[SELECTED TEXT]

On November 16, 1999, the long-awaited release of Stavesacre's third CD hit record stores and Christian bookstores around the country. Prior to release, this third CD left people a little curious due to the original guitar player having abandoned the band to pursue a family. Still the record came out on time with a new guitar player at helm, and while the music may sound somewhat different, it's the same Stavesacre we all know and love.

"Speakeasy" introduces people to the softer side of Mark Solomon and the rest of the spiritual lineup we've come to know as Stavesacre, the premiere rock band in Christian music. The first CD, "Friction," was more mellow than their second, "Absolutes," but certain aspects (including the drummer who had a rather ferocious approach to his ingredient of the music) made it easily recognizable as the same band on their sophomore release. And although the lead singer, Mark Solomon, has a very patented voice that can't be mistaken for any other singer, Christian or secular, if he were subtracted from "Speakeasy," any Stavesacre fan might mistake the new CD for another, newer band making its way onto the scene.

Between constantly having two guitar parts, something that increases the depth from their previous two CDs, and playing more on chord after chord after chord instead of tossing in arpeggios behind the chorus, the "Speakeasy" album can be classified as both better and worse. But when both sides of the scale are fully loaded, the better side definitely tilts higher.

The album starts off with "Minuteman," a song that contains the usual story-telling style of Mark's lyrics. But as with almost every Stavesacre song ever written, the song quickly pulls you into Stavesacre's unique style of music that is hard to classify between hard rock and simply rock.

[/SELECTED TEXT]

== PROBLEM REQUIREMENTS ==
Reproduce the passage of the album review starting with "Between constantly having" and going on through "definitely tilts higher.".

[SUPPLIED MATERIAL]

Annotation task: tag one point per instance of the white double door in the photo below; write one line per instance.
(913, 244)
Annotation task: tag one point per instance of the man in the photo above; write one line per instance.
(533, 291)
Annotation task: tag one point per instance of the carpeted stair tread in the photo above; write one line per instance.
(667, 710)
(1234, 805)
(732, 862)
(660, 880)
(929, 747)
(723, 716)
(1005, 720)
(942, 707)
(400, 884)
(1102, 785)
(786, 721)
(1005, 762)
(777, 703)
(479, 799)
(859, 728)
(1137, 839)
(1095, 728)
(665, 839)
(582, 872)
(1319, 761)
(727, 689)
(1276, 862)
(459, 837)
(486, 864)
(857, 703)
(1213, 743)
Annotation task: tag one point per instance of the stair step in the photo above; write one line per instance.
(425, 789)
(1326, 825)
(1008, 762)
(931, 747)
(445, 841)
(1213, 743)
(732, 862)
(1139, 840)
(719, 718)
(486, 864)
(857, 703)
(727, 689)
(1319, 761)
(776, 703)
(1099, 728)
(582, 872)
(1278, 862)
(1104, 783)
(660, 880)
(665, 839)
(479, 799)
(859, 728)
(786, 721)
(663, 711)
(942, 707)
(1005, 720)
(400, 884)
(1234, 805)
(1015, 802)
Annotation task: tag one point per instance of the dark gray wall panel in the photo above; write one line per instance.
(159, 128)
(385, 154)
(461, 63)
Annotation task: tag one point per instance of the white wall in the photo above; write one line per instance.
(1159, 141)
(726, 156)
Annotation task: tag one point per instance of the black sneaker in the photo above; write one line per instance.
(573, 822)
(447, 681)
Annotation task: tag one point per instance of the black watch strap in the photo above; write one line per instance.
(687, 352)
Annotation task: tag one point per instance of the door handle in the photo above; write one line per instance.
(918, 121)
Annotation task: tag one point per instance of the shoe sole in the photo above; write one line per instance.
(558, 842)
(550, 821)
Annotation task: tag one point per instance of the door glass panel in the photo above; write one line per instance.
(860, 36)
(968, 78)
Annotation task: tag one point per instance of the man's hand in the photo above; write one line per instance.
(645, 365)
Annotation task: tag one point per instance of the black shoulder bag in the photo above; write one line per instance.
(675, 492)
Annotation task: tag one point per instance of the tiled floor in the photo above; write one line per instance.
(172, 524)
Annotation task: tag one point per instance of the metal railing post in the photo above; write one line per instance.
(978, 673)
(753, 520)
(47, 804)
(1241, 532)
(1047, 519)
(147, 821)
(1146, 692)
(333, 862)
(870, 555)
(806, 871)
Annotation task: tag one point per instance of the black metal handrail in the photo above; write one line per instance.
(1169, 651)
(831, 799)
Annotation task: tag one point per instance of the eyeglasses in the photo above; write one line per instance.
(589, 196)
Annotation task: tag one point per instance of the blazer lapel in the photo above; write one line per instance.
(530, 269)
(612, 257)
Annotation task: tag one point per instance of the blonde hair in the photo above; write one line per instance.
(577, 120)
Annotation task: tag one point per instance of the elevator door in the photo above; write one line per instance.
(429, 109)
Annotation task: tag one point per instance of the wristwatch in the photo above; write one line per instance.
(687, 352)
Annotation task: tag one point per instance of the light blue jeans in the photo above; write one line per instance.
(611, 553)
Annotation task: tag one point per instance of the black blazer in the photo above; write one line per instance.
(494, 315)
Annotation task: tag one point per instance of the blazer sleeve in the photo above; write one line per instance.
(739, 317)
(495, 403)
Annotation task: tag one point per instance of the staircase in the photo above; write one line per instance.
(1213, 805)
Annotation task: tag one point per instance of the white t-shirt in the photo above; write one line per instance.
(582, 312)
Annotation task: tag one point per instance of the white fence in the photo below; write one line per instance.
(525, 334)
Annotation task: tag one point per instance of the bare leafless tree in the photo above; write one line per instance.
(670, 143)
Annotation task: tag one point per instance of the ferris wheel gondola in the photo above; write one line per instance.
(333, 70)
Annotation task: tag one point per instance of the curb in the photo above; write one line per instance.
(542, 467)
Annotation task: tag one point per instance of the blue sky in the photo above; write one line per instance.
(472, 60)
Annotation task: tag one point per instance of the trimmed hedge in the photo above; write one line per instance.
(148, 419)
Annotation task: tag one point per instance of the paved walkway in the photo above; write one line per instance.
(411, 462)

[/SUPPLIED MATERIAL]

== RESPONSE BELOW ==
Between constantly having two guitar parts, something that increases the depth from their previous two CDs, and playing more on chord after chord after chord instead of tossing in arpeggios behind the chorus, the "Speakeasy" album can be classified as both better and worse. But when both sides of the scale are fully loaded, the better side definitely tilts higher.